** The records **
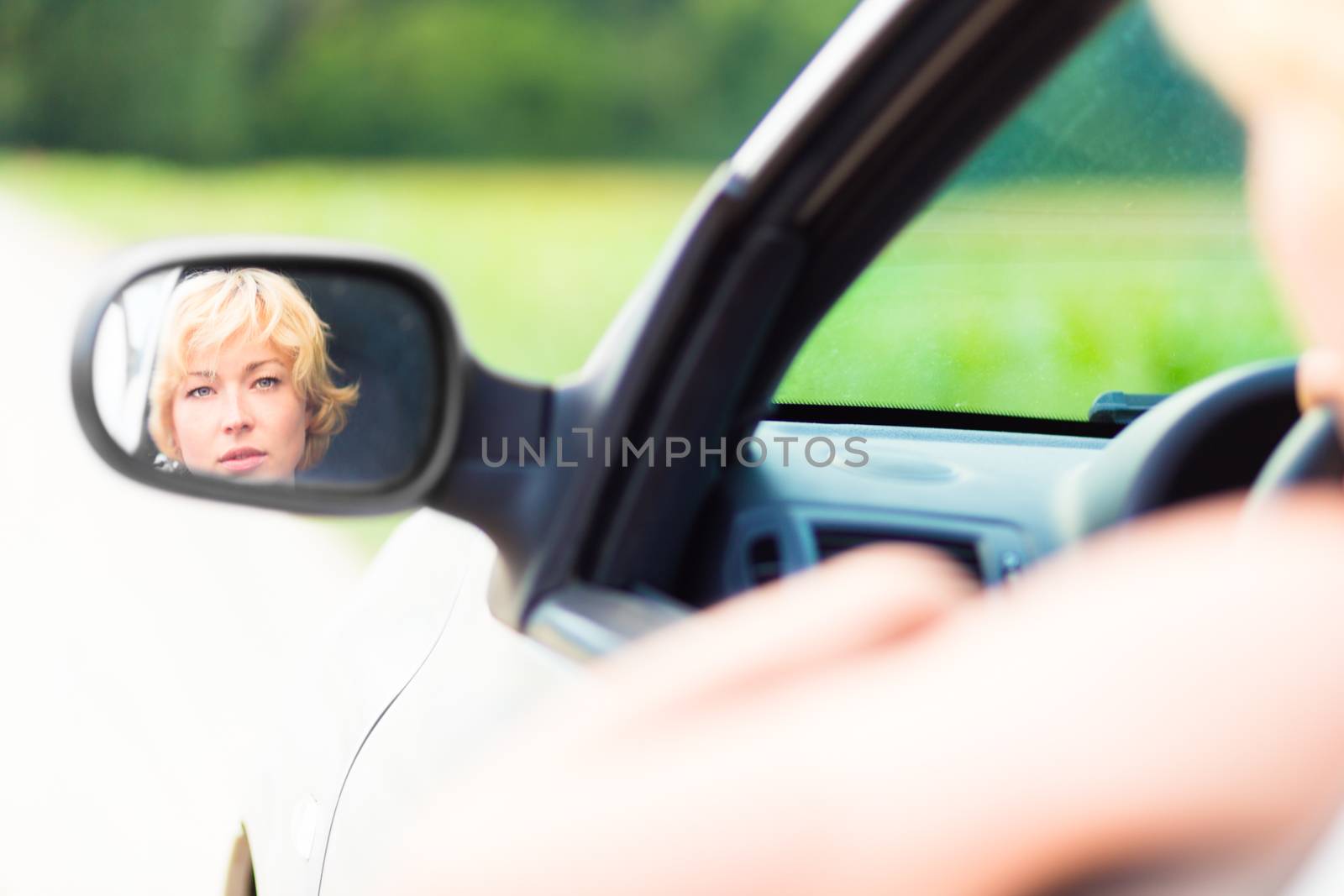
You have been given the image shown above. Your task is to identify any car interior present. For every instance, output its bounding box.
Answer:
[528,3,1339,644]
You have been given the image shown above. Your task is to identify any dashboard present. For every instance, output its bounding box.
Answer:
[710,422,1110,596]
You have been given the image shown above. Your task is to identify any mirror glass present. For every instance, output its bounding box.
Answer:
[92,265,445,490]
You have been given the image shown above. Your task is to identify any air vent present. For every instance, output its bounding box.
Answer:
[748,535,782,584]
[816,529,984,580]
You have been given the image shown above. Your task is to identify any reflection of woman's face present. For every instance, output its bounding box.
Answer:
[172,340,307,482]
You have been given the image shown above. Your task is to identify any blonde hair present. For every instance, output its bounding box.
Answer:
[150,267,359,470]
[1152,0,1344,116]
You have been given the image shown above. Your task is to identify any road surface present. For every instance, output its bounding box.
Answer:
[0,193,360,896]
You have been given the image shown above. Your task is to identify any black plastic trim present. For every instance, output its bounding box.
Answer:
[764,401,1125,439]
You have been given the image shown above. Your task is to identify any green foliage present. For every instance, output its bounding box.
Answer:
[0,0,851,163]
[0,0,1241,171]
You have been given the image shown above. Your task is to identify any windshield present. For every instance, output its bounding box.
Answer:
[775,3,1294,419]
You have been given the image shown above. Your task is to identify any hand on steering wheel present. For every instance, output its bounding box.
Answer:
[1250,352,1344,509]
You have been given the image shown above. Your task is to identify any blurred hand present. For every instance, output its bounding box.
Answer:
[1297,349,1344,411]
[387,495,1344,896]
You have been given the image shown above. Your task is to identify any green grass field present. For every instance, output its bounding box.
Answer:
[780,183,1295,419]
[0,155,1293,553]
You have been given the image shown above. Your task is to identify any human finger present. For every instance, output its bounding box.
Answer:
[1297,348,1344,412]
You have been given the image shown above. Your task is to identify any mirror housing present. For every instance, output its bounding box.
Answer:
[71,237,469,515]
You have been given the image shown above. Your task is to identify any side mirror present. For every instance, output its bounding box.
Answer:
[72,238,464,513]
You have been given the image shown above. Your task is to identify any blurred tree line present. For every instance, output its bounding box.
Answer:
[0,0,1238,171]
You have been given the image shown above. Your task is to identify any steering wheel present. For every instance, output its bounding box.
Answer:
[1250,407,1344,509]
[1063,361,1344,537]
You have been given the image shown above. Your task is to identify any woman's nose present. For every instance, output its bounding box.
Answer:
[223,390,253,435]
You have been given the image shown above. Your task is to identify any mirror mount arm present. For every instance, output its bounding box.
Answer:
[425,361,564,612]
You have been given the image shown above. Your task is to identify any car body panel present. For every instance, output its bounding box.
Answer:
[244,511,518,893]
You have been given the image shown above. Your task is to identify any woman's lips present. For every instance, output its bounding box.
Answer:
[219,448,266,473]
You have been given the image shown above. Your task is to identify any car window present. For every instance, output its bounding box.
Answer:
[775,3,1294,419]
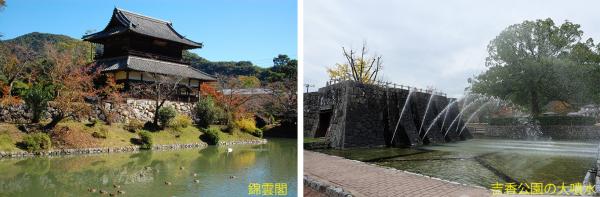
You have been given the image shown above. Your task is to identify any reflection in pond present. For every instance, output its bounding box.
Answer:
[0,139,297,196]
[318,139,598,188]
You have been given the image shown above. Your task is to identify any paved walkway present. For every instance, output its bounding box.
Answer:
[304,151,491,196]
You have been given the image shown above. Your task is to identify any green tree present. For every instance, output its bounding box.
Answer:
[195,95,223,128]
[23,82,54,123]
[469,19,585,115]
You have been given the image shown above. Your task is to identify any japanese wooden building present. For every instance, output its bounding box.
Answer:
[83,8,216,101]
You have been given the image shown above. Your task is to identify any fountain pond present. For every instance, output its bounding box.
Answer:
[316,139,598,188]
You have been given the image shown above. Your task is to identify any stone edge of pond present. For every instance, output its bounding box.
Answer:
[0,139,267,159]
[217,139,268,146]
[304,175,354,197]
[322,153,491,191]
[0,143,208,159]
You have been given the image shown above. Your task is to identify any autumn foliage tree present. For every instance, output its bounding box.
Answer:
[327,43,382,84]
[45,44,100,129]
[96,75,125,125]
[200,76,260,125]
[131,73,183,126]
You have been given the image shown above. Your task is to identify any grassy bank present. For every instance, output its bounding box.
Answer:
[0,121,259,151]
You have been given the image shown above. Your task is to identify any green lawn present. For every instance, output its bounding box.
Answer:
[0,121,260,151]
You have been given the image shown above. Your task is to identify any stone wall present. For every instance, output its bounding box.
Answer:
[108,99,194,122]
[0,99,195,123]
[304,92,319,137]
[485,125,600,140]
[304,81,470,148]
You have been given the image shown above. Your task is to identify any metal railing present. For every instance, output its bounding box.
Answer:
[325,79,448,97]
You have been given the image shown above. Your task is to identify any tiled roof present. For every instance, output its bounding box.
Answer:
[83,8,202,48]
[96,56,216,81]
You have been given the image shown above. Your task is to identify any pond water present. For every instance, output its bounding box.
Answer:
[317,139,598,188]
[0,139,297,196]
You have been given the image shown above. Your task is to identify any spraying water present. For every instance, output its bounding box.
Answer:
[458,101,490,136]
[444,98,480,137]
[390,89,413,144]
[419,92,434,135]
[440,100,458,132]
[421,103,452,140]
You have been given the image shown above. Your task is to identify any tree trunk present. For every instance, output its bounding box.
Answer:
[44,115,65,130]
[530,88,540,117]
[8,80,15,97]
[31,107,41,123]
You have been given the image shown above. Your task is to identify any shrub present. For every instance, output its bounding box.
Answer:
[21,132,52,152]
[123,119,144,133]
[201,127,221,145]
[169,114,192,129]
[92,127,108,139]
[138,131,154,149]
[195,96,223,128]
[23,83,54,123]
[488,117,520,125]
[157,106,177,127]
[224,122,240,134]
[235,118,263,138]
[489,116,596,125]
[536,116,596,125]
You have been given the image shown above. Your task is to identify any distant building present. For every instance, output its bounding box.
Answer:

** Given problem **
Write out again the lines from the one with "any mirror housing" to the one with "[425,361,564,612]", both included and requests unchanged, shifting every bounding-box coordinate in the answers up by 48.

** Answer **
You have been given the image shown above. Your task is to identify any mirror housing present. For every instance, output its bounding box.
Answer:
[119,285,517,563]
You have been given the image shown above. Your task is to identify any side mirror present. For every instance, output its bounding box.
Answer:
[120,286,512,561]
You have been given the image shown above. Your task is to identify any blurred tree line present. For every instance, output its bounding box.
Answer:
[48,48,1286,219]
You have been given the image shown above. Your task is to identify any steering wheel present. For every instance, output its bounding box.
Answer:
[1298,455,1392,557]
[1111,409,1392,585]
You have been given the image shown above. Your task is to identify any woman's nose present. For every instance, output its bounding box.
Answer:
[271,438,301,483]
You have been given the image shown above. Your task is to identify any mirror mount arm present. For every instance, output its bounding box.
Answer:
[473,409,612,660]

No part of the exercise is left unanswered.